[Point-based annotation data]
****************************************

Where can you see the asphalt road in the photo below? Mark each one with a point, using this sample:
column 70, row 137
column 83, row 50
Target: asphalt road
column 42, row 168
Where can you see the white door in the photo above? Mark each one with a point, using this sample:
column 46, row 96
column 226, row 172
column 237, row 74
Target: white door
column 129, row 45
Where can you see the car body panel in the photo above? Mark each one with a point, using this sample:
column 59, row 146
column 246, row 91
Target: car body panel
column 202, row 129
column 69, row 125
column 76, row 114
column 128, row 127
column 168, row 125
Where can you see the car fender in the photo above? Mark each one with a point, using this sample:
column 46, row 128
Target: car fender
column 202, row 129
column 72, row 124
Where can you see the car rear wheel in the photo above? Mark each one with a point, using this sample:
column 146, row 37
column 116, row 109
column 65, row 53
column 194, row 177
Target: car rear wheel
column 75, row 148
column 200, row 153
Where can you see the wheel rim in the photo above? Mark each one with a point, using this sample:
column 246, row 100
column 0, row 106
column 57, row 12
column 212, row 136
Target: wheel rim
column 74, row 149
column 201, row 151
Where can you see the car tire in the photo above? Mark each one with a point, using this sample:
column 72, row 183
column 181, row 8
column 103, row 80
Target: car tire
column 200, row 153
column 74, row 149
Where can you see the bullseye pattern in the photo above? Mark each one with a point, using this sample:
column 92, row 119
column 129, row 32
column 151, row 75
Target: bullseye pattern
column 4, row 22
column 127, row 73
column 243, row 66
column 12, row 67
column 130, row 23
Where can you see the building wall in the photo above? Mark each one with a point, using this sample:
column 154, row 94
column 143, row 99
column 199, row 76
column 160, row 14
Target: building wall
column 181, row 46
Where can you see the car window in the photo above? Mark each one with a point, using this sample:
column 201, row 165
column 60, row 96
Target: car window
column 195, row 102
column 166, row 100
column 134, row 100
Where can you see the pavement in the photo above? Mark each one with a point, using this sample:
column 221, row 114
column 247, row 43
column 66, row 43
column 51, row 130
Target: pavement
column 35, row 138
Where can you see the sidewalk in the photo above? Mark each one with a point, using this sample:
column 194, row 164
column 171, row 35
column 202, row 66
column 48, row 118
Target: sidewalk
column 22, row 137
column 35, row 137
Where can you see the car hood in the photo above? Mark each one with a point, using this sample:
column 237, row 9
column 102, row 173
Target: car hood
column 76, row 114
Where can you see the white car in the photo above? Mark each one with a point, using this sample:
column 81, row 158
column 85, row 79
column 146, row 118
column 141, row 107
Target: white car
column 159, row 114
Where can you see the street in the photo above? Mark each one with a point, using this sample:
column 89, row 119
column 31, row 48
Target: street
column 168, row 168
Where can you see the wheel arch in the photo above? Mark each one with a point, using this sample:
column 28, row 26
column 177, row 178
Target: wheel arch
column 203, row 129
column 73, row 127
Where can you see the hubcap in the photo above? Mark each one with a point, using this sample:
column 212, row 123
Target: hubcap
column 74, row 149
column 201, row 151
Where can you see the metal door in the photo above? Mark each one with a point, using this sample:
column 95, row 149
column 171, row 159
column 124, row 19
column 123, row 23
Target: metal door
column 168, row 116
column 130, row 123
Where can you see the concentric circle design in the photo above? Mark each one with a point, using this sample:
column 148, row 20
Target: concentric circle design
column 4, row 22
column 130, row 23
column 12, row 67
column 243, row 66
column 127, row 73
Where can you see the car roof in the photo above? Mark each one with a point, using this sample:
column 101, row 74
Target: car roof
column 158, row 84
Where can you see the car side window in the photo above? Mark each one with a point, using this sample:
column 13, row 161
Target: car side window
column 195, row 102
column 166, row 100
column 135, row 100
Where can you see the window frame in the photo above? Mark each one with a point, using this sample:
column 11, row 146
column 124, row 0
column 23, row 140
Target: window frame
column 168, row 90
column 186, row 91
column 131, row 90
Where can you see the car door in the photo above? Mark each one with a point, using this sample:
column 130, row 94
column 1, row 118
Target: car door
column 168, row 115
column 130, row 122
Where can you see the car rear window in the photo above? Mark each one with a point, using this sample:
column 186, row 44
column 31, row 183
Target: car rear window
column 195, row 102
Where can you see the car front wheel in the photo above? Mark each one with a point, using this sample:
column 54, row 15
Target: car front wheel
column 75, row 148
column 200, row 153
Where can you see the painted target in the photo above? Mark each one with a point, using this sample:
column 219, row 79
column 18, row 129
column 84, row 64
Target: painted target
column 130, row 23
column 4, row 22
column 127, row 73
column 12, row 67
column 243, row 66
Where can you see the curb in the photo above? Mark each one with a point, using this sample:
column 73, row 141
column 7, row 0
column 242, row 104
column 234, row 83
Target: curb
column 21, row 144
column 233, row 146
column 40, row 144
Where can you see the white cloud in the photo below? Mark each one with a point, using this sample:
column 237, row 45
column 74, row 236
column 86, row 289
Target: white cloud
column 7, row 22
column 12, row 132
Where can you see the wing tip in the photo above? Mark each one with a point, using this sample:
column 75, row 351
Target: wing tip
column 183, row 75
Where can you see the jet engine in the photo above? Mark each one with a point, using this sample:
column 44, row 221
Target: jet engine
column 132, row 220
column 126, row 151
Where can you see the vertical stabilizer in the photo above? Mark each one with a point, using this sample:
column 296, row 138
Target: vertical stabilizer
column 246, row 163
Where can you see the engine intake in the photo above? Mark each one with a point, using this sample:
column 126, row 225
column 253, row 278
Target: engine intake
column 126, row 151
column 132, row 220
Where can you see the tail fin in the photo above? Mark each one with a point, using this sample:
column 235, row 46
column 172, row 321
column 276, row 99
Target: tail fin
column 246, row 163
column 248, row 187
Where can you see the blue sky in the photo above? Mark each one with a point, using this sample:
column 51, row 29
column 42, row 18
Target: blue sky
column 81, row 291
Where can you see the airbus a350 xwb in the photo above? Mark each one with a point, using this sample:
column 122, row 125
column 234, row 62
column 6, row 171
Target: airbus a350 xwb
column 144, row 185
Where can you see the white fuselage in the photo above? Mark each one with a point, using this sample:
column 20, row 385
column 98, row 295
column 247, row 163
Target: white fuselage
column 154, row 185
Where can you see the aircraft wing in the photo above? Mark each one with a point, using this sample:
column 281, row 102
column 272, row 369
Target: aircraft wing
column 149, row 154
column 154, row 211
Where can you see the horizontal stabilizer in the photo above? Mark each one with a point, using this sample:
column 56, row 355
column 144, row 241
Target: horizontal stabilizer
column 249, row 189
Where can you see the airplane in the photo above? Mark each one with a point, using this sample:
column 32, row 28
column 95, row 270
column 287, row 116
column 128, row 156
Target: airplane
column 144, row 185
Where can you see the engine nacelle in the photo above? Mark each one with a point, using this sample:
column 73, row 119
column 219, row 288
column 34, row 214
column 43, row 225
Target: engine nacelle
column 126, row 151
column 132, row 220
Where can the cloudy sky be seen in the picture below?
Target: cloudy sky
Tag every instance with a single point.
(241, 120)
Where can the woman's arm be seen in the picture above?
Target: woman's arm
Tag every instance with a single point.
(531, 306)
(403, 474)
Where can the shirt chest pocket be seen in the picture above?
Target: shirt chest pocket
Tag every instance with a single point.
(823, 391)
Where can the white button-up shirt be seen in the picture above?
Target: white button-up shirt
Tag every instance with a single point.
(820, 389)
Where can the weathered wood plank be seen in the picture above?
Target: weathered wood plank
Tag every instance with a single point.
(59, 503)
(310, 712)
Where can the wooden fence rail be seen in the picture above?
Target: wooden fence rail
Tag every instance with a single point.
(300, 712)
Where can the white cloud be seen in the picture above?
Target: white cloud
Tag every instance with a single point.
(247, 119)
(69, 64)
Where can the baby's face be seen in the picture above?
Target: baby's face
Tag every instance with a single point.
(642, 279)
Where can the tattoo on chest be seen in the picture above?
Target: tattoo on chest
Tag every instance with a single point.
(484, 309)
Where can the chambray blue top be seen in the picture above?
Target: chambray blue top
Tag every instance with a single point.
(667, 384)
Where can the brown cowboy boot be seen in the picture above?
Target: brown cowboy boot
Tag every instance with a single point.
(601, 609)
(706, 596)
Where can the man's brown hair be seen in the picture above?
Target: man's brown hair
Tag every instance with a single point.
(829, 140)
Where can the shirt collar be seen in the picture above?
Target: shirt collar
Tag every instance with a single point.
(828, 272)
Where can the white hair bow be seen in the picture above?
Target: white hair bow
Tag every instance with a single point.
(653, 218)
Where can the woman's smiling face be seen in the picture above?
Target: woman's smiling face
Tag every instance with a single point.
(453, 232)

****************************************

» Exercise directions
Give again, word for word, every line from the one holding "Where can the white cloud" to the end of the data.

» Reply
Where can the white cloud be seen in the picture above?
Target: white cloud
Tag every instance with a single point.
(247, 119)
(69, 64)
Where can the baby's face be seen in the picture above?
Target: baby's face
Tag every instance with a single point.
(642, 279)
Where can the tattoo on chest be seen in the picture above?
Target: tattoo on chest
Tag every instance with a single point.
(484, 309)
Where can the chambray blue top be seen in the picture above?
Target: chambray blue top
Tag every instance with a single point.
(667, 384)
Where can the brown cowboy boot be seen in the picture above?
Target: brown cowboy boot
Tag every instance with a single point.
(601, 609)
(706, 596)
Where can the man's brown hair be seen in the picture above?
Target: man's brown hair
Tag every instance with a single point.
(829, 140)
Where can the shirt collar be seen in the picture above?
Target: shirt collar
Tag every instance with a single point.
(828, 272)
Where can the white hair bow be seen in the picture above?
Target: white hair bow
Tag every instance with a single point.
(653, 218)
Where can the woman's smiling face be seen in the picture above?
Target: woman's smiling face
Tag every instance with a single point.
(453, 232)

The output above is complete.